Items from a dataset
◇ ◇ ◇ ◇ ◇

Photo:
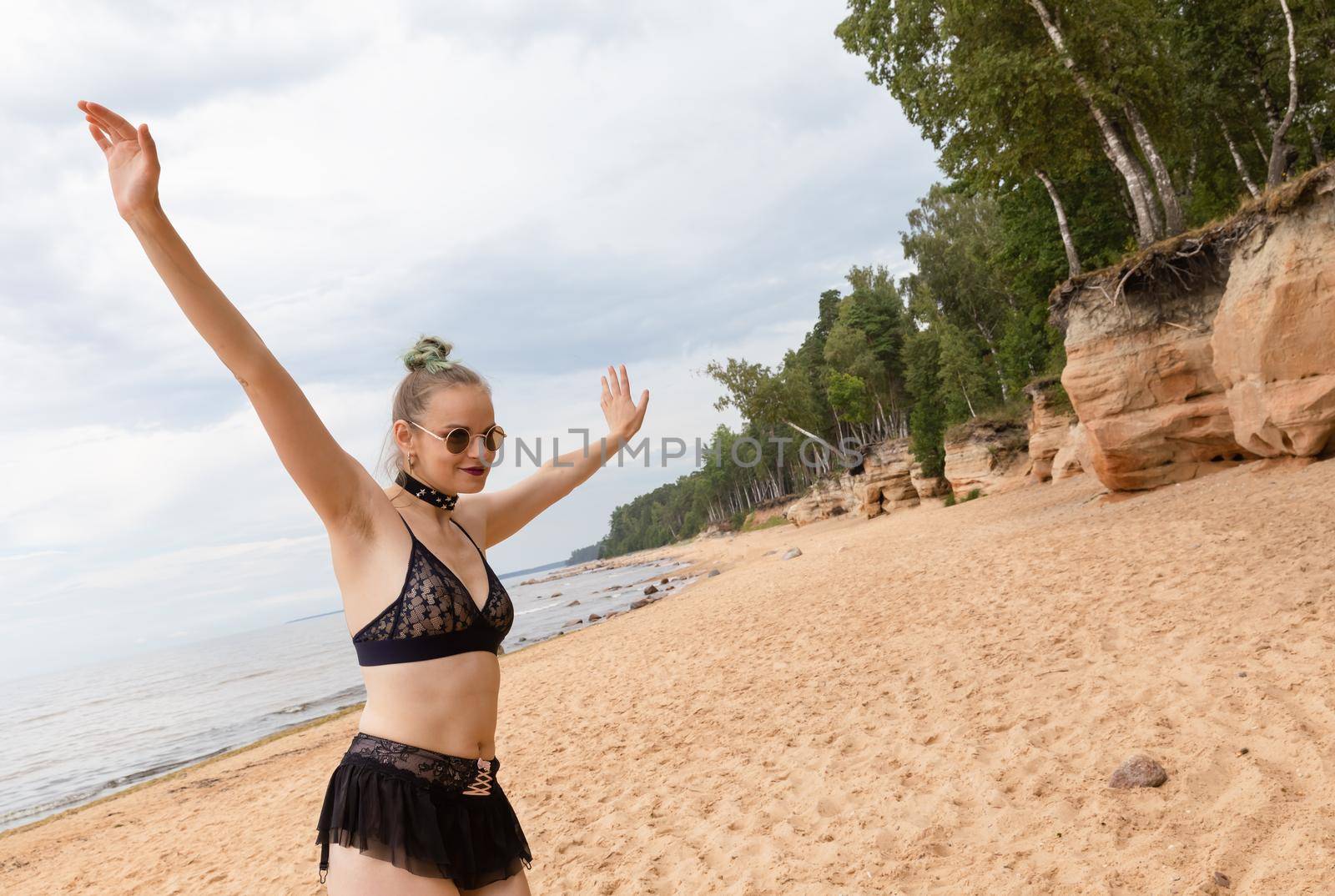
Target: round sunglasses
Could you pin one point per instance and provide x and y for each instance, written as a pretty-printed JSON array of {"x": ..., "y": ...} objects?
[{"x": 458, "y": 440}]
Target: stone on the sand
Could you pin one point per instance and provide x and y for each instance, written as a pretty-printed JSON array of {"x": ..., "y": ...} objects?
[{"x": 1138, "y": 771}]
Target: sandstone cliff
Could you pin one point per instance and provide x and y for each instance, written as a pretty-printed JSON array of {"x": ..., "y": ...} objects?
[
  {"x": 988, "y": 456},
  {"x": 1054, "y": 453},
  {"x": 1210, "y": 349},
  {"x": 881, "y": 484}
]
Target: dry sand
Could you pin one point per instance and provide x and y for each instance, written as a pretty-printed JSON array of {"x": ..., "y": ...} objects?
[{"x": 924, "y": 702}]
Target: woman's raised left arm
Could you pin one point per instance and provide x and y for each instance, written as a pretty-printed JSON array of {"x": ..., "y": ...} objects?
[{"x": 509, "y": 511}]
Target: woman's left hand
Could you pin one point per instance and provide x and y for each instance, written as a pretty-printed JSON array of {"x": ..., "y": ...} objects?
[{"x": 624, "y": 418}]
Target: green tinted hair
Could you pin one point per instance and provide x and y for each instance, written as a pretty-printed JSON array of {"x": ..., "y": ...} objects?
[{"x": 431, "y": 369}]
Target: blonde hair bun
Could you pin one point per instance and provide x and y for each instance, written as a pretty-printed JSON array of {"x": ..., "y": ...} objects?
[{"x": 431, "y": 354}]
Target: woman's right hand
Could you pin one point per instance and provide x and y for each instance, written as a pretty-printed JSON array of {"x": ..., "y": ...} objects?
[{"x": 131, "y": 159}]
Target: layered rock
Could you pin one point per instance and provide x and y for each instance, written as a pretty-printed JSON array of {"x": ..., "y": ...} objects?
[
  {"x": 883, "y": 484},
  {"x": 1274, "y": 335},
  {"x": 1210, "y": 349},
  {"x": 927, "y": 486},
  {"x": 1051, "y": 426},
  {"x": 1074, "y": 456},
  {"x": 988, "y": 456}
]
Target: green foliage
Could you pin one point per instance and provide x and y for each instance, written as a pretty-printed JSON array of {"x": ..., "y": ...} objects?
[{"x": 956, "y": 342}]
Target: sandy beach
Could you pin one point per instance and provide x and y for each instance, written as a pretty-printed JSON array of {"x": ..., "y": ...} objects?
[{"x": 929, "y": 702}]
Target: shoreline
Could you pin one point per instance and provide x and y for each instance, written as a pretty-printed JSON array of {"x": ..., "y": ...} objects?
[
  {"x": 932, "y": 700},
  {"x": 337, "y": 713}
]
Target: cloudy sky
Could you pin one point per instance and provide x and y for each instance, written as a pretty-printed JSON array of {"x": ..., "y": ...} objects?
[{"x": 552, "y": 186}]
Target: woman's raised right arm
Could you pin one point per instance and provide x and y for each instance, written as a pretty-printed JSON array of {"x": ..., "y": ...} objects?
[{"x": 331, "y": 480}]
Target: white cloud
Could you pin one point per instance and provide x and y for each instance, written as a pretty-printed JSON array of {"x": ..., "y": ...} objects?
[{"x": 551, "y": 186}]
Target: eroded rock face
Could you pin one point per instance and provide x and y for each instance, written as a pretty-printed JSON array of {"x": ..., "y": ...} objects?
[
  {"x": 927, "y": 486},
  {"x": 1274, "y": 340},
  {"x": 987, "y": 457},
  {"x": 1050, "y": 430},
  {"x": 825, "y": 498},
  {"x": 1074, "y": 456},
  {"x": 1141, "y": 375},
  {"x": 1212, "y": 349},
  {"x": 887, "y": 478},
  {"x": 884, "y": 485}
]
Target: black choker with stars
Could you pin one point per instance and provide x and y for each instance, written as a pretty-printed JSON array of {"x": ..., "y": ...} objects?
[{"x": 422, "y": 491}]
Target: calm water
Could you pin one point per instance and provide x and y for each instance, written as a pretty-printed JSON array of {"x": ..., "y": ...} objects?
[{"x": 87, "y": 732}]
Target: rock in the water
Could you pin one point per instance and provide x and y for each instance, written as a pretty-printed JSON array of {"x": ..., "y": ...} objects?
[{"x": 1138, "y": 771}]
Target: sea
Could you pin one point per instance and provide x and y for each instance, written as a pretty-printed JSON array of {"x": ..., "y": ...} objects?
[{"x": 83, "y": 733}]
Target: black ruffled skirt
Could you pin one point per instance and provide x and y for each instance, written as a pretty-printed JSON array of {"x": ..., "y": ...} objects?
[{"x": 426, "y": 812}]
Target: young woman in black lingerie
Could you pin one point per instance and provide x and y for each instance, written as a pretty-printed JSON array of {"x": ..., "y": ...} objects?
[{"x": 414, "y": 805}]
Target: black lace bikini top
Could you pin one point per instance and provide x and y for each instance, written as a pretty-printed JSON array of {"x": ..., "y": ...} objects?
[{"x": 434, "y": 615}]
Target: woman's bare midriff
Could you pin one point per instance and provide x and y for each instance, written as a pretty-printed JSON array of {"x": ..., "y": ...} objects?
[{"x": 446, "y": 704}]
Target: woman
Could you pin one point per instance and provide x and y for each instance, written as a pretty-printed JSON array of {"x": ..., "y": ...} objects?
[{"x": 414, "y": 805}]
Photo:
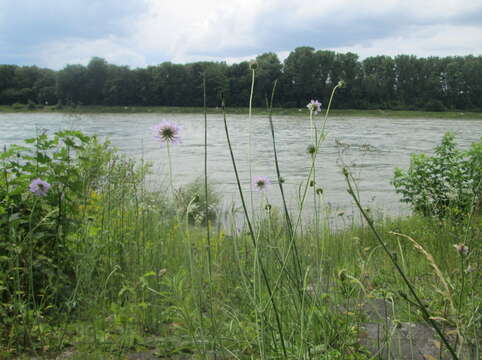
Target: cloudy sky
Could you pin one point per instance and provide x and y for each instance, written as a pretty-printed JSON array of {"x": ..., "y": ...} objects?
[{"x": 53, "y": 33}]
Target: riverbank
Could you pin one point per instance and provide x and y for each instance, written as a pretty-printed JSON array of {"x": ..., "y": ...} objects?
[{"x": 257, "y": 111}]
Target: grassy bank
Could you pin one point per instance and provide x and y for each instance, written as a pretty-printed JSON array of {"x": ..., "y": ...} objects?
[
  {"x": 258, "y": 111},
  {"x": 99, "y": 267}
]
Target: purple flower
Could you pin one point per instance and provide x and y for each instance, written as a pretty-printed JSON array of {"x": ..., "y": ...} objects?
[
  {"x": 315, "y": 106},
  {"x": 39, "y": 187},
  {"x": 261, "y": 183},
  {"x": 167, "y": 132}
]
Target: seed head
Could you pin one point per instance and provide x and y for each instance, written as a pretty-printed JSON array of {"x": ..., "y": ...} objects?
[
  {"x": 39, "y": 187},
  {"x": 462, "y": 249},
  {"x": 261, "y": 183},
  {"x": 314, "y": 106},
  {"x": 167, "y": 132}
]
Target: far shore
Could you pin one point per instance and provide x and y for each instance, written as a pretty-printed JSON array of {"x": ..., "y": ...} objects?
[{"x": 377, "y": 113}]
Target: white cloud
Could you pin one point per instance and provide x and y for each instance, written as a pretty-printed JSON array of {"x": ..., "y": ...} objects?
[
  {"x": 236, "y": 30},
  {"x": 437, "y": 40}
]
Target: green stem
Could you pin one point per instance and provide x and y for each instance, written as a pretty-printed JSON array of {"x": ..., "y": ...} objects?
[
  {"x": 251, "y": 232},
  {"x": 171, "y": 182},
  {"x": 249, "y": 140},
  {"x": 421, "y": 305}
]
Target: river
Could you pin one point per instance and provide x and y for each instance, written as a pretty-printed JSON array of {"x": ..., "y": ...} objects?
[{"x": 371, "y": 147}]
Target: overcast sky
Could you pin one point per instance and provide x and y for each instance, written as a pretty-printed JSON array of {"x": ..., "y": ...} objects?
[{"x": 53, "y": 33}]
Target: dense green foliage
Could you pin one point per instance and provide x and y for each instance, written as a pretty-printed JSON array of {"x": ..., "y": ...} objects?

◇ ◇ ◇ ◇ ◇

Exercise instructions: The entries above should be written out in full, and any picture in them left out.

Your response:
Photo:
Target: round sunglasses
Could you pin one point per instance and provide x and y for each instance, written as a pretty-printed JSON array of {"x": ..., "y": ...} objects?
[{"x": 458, "y": 440}]
Target: stone on the sand
Could you pin one point per instance and provide x and y for each instance, written as a pretty-printed JSON array of {"x": ..., "y": ...} objects?
[{"x": 1138, "y": 771}]
Target: sandstone cliff
Could you pin one point per instance and provide x and y for each instance, written as a pretty-printed JSON array of {"x": ..., "y": ...} objects?
[
  {"x": 988, "y": 456},
  {"x": 1054, "y": 453},
  {"x": 1210, "y": 349},
  {"x": 881, "y": 484}
]
Target: dry sand
Could you pin one point per instance and provide x and y for each instance, written as a pretty-printed JSON array of {"x": ..., "y": ...} objects?
[{"x": 924, "y": 702}]
Target: woman's raised left arm
Could you pin one point per instance and provide x and y for each instance, written as a pretty-printed JSON array of {"x": ..., "y": ...} objects?
[{"x": 509, "y": 511}]
Target: woman's left hand
Could you pin one point per instance and provide x and y for each instance, written as a pretty-printed JSON array of {"x": ..., "y": ...} objects?
[{"x": 624, "y": 418}]
Target: green tinted hair
Could you pin one point per instance and provide x and y for each instance, written as a pretty-printed JSON array of {"x": ..., "y": ...} objects?
[{"x": 431, "y": 369}]
Target: blonde hair bun
Could you pin one point per instance and provide x and y for each instance, written as a pretty-printed JSON array of {"x": ..., "y": ...} objects?
[{"x": 431, "y": 354}]
Target: woman's right hand
Could you pin one point per instance and provide x and y for each instance, written as a pretty-printed JSON array of {"x": ..., "y": ...} objects?
[{"x": 131, "y": 159}]
Target: layered rock
Could you pin one point per instance and provide x and y for each instance, written as a pretty-printed JSON array of {"x": ..., "y": ...} objects?
[
  {"x": 883, "y": 484},
  {"x": 1274, "y": 335},
  {"x": 1210, "y": 349},
  {"x": 927, "y": 486},
  {"x": 1051, "y": 426},
  {"x": 1074, "y": 456},
  {"x": 988, "y": 456}
]
Target: green foliage
Could you pin one point per instance and provide x and y for each instance, written as a pretty-printed JSON array of {"x": ..., "y": ...} objects?
[{"x": 956, "y": 342}]
Target: sandy beach
Could you pin one point per instance and provide x and y for each instance, written as a pretty-printed JSON array of {"x": ..., "y": ...} objects?
[{"x": 929, "y": 702}]
Target: shoreline
Could you pin one point per instance and provide x and y for each instance, written as a pretty-printed JSON array of {"x": ..., "y": ...} objects?
[
  {"x": 932, "y": 700},
  {"x": 337, "y": 713}
]
Target: cloudy sky
Could you pin one point per instance and provide x and y for each instance, written as a pretty-printed JSON array of {"x": ..., "y": ...} objects?
[{"x": 552, "y": 186}]
Target: woman's raised right arm
Could you pin one point per instance and provide x and y for each instance, written as a pretty-printed JSON array of {"x": ..., "y": ...} objects?
[{"x": 331, "y": 480}]
Target: white cloud
Could you pin one point per instance and provide x and y for each instance, written as a pretty-printed JSON array of {"x": ..., "y": ...} objects?
[{"x": 551, "y": 186}]
Target: eroded rock face
Could you pin one point per instance and provide x and y for each instance, written as a pretty-printed JSON array of {"x": ..., "y": ...} objects?
[
  {"x": 927, "y": 486},
  {"x": 1274, "y": 340},
  {"x": 987, "y": 457},
  {"x": 1050, "y": 430},
  {"x": 825, "y": 498},
  {"x": 1074, "y": 456},
  {"x": 1141, "y": 375},
  {"x": 1212, "y": 349},
  {"x": 887, "y": 478},
  {"x": 884, "y": 485}
]
Target: black choker with stars
Could you pin one point per instance and provide x and y for each instance, written as a pretty-printed JSON array of {"x": ..., "y": ...} objects?
[{"x": 422, "y": 491}]
Target: calm water
Could you pin one point per instance and provide x and y for each instance, written as a pretty-printed JSON array of {"x": ..., "y": ...} objects?
[{"x": 87, "y": 732}]
Target: rock in the water
Could you pin one point per instance and provide x and y for each instance, written as a pretty-printed JSON array of {"x": ..., "y": ...} objects?
[{"x": 1138, "y": 771}]
Target: sea
Could you pin one point per instance and provide x and y for each instance, written as a pretty-printed JSON array of {"x": ..., "y": ...} objects?
[{"x": 83, "y": 733}]
Target: black ruffled skirt
Could you pin one point per instance and provide x and y for each instance, written as a pretty-printed JSON array of {"x": ..., "y": ...} objects?
[{"x": 426, "y": 812}]
Target: young woman in black lingerie
Could you pin one point per instance and provide x and y for each instance, written as a pretty-printed JSON array of {"x": ..., "y": ...} objects?
[{"x": 414, "y": 805}]
Target: black lace bikini top
Could you pin one point per instance and provide x and y for each instance, written as a pretty-printed JSON array of {"x": ..., "y": ...} objects?
[{"x": 434, "y": 615}]
Target: woman's bare midriff
Could you pin one point per instance and provide x and y for each instance, written as a pretty-printed JSON array of {"x": ..., "y": ...} objects?
[{"x": 446, "y": 704}]
Target: woman
Could you pin one point per instance and provide x and y for each instance, written as a pretty-printed JSON array of {"x": ..., "y": ...} objects?
[{"x": 414, "y": 805}]
Photo:
Target: cloudy sky
Could you pin one point per instance and provide x and y for each instance, written as a pretty-printed JSON array of {"x": ..., "y": ...} objects?
[{"x": 53, "y": 33}]
Target: riverbank
Could you pin one point per instance and provide x and y for each instance, written as a pretty-printed JSON array of {"x": ..., "y": ...} objects?
[{"x": 257, "y": 111}]
Target: grassy bank
Could you pin one point per instance and provide x and y for each instance, written as a pretty-printed JSON array of {"x": ..., "y": ...} objects?
[
  {"x": 258, "y": 111},
  {"x": 99, "y": 267}
]
Target: purple flower
Could you pin one point per instance and provide x and y for each instance, written as a pretty-printed JSON array of {"x": ..., "y": ...} objects?
[
  {"x": 315, "y": 106},
  {"x": 39, "y": 187},
  {"x": 261, "y": 183},
  {"x": 167, "y": 132}
]
Target: seed head
Could you pin one point per instance and provide x and y for each instance, written as a pretty-printed JSON array of {"x": ..., "y": ...} objects?
[
  {"x": 39, "y": 187},
  {"x": 462, "y": 249},
  {"x": 261, "y": 183},
  {"x": 314, "y": 106},
  {"x": 167, "y": 132}
]
Target: far shore
Could you pin one point per instance and provide x and y for each instance, written as a pretty-printed JSON array of {"x": ..., "y": ...} objects?
[{"x": 377, "y": 113}]
Target: white cloud
Could you pin one point per instance and provide x and y for each instance, written as a pretty-printed JSON array of {"x": ..., "y": ...} objects?
[
  {"x": 236, "y": 30},
  {"x": 437, "y": 40}
]
Target: green stem
Could you pin one point per instance and provide x and y for each instance, written as a pretty-printed JSON array of {"x": ..., "y": ...} objects?
[
  {"x": 251, "y": 232},
  {"x": 171, "y": 182},
  {"x": 249, "y": 140},
  {"x": 421, "y": 305}
]
Target: river
Could you pin one point per instance and provide x and y for each instance, written as a pretty-printed JSON array of {"x": ..., "y": ...} objects?
[{"x": 371, "y": 147}]
Target: overcast sky
Could you pin one point per instance and provide x and y for each instance, written as a pretty-printed JSON array of {"x": ..., "y": ...} objects?
[{"x": 53, "y": 33}]
Target: dense green foliage
Could you pin one point per instance and provide x and y for each instance, written as a pretty-printed JSON array of {"x": ..., "y": ...} objects?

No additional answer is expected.